**Exercise requirements**.
Output each entry that follows exactly. Images stay out.

* BEGIN Records for this exercise *

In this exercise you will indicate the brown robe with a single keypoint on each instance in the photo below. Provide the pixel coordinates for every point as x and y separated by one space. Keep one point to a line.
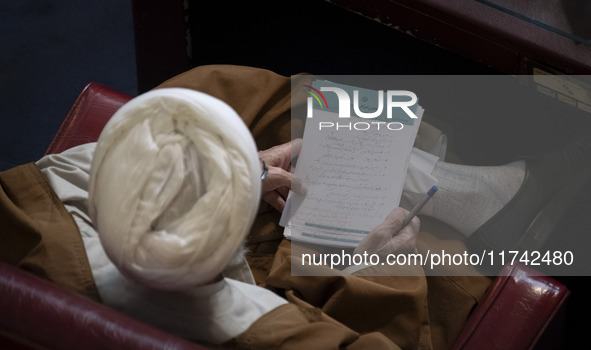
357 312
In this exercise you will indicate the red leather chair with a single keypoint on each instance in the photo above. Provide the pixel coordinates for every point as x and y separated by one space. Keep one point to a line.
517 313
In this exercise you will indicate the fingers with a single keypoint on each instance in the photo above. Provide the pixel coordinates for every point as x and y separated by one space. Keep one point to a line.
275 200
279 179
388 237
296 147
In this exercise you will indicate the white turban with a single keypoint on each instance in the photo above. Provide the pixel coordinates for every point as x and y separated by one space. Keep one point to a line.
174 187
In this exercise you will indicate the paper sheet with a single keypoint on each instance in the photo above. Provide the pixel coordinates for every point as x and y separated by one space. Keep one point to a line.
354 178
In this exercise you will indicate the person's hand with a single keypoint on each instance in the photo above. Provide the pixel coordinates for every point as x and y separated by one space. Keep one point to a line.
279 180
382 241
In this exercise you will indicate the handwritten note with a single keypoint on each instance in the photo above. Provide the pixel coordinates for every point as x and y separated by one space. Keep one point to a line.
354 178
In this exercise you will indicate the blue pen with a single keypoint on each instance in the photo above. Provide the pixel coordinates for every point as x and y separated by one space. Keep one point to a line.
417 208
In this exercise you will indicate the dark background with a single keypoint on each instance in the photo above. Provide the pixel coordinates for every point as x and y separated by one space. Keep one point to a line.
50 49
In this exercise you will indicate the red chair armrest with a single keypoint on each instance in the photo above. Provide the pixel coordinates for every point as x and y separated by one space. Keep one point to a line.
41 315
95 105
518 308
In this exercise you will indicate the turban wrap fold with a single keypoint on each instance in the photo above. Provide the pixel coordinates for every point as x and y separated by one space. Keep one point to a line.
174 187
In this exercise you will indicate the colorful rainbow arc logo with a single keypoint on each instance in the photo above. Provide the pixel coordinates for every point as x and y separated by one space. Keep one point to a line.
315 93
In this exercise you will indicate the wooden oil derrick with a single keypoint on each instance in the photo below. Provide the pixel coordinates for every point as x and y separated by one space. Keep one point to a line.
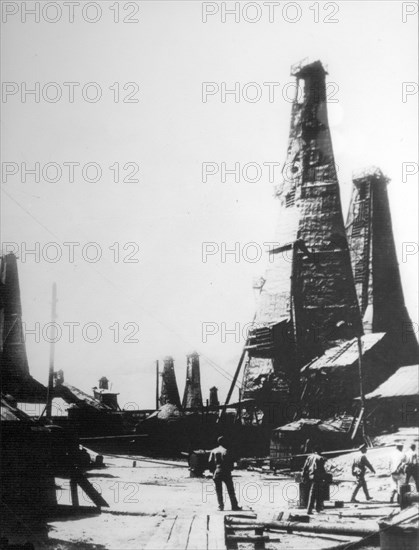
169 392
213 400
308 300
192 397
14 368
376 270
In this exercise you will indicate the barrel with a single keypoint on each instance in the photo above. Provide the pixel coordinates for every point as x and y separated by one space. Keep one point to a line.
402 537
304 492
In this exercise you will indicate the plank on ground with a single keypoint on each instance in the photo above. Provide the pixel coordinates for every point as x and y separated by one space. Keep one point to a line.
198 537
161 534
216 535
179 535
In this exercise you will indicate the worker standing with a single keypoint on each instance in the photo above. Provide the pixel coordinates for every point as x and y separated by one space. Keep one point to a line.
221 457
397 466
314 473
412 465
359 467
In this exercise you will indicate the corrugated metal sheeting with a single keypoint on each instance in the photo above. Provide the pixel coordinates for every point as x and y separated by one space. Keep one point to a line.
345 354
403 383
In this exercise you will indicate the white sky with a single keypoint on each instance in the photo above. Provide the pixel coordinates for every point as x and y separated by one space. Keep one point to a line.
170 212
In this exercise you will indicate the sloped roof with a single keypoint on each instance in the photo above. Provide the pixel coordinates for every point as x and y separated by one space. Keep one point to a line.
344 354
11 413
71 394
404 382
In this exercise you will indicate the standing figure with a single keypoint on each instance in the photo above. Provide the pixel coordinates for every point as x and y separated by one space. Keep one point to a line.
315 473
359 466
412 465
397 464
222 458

* END Records for this exercise *

**Correct output**.
In this exercise you will indicate the brown robe with a single keypoint on each instance in the photo below. Provide the pixel coordinates for every point as x and y separated by one space. Keep one point to a line.
357 312
In this exercise you will indicate the red leather chair with a single keypoint on each instance in the photo above. Provide the pixel coordinates for every point as x and y separated by one space. Keep one point to a line.
517 313
In this exercise you will indicate the fingers with a single keypoint on each instance in the photo above. Provide the pixel coordinates for every point as x and y separated by one space. Keep one point to a line.
275 200
279 179
388 237
296 147
In this exercise you will indicate the white turban with a single keypoint on each instance in the photo above. Provide the pixel coordinates for every point as x and y separated by one space. Keep one point to a line.
174 187
In this exercise you will indicate the paper sheet with a single keypoint on each instance in the photo above. Provide the pixel coordinates for every point as x and y separated by one space. Keep one point to a line.
354 178
In this exercise you will indicate the person's hand with a single keypoint on each instance in the photo above. Provide the pixel coordinates for every point as x and y separated by one space. Keep one point to a line.
279 180
382 241
In this exercise you will indicate the handwritten note with a single keypoint on each instance in the photo above. Provide the pixel coordinates for every point as x and y separated by one space. Keep one point to a line.
354 178
In this exercise you will indicate the blue pen with a single keypoint on each instance in the photo above. Provide the pixel coordinates for every point as x and y separated by one space. Keep one point to a line.
417 208
In this exercise you will indicate the dark background with a single keypoint on each instance in the photo above. Provide the pixel coordinates for every point as x and y separated by one space. Keep one point to a line.
50 49
In this exercise you will indicate the red chair armrest with a single keypoint on each instance in the photo above. Provide the pixel coordinates for every point as x and y separated by one space. Keep one point to a line.
41 315
95 105
518 308
In this exercise you will indicate the turban wrap fold with a single keypoint on each instance in the photo above. Provide the pixel coordinates for every point as x and y separated by one space. Keep one point to a line.
174 187
In this exercise you will indicate the colorful rainbow arc logo with a single keypoint on each instance in the photo above. Provide the pixel coordinates for every point as x and y separated by one space. Keep one point to a line.
315 93
In this exercise you will indicate the wooden oil derrick with a single keypoint on each instance in the photo below. Provide the pixel coordinates for every point as x and y separated by one space. Keep one point to a line.
169 392
213 400
308 300
192 397
14 368
376 270
In this exercise you will indicate the barrel with a single keypoint on each instance in the photo above. Provide the pixel coordinates for every point as x and y separated by one space. Keep one point to a line.
402 537
304 492
In this exercise you will indicate the plank on ground with a single keypoint on each instance in the photo above. Provide the pixel coordinates for every point as x and y separated by one space. Keep one point to a line.
198 537
161 534
216 535
179 535
In this exercise you will indicate the worker standing with a single keypoint on each instance in the photo above. Provide the pixel coordinates for every point as x and y separated by one space. Keep one point to a line.
221 457
397 466
314 473
412 465
359 467
In this exercise you will indicate the corrugated metal sheeting with a single keypoint on each instance in the photo above. Provide the pixel coordinates for every point as x and y separated by one space. Keep one point to a line.
345 354
403 383
In this exercise you will indicate the white sky with a single keypoint on each instance in the photo above. Provide the pixel coordinates for every point as x and y separated by one space. Keep one point to a line.
170 212
In this exercise you will indicate the sloped roof with a single keypoint on each instance in the photo above. Provide the pixel coordinates for every point as x and y separated by one space. Keep one point to a line.
344 354
11 413
71 394
404 382
In this exercise you will indicate the standing figure with a single keypoint on each instance in the photo above. Provide the pixel coordinates for every point as x and y separated by one space. Keep one point to a line.
315 473
359 466
412 465
397 464
222 458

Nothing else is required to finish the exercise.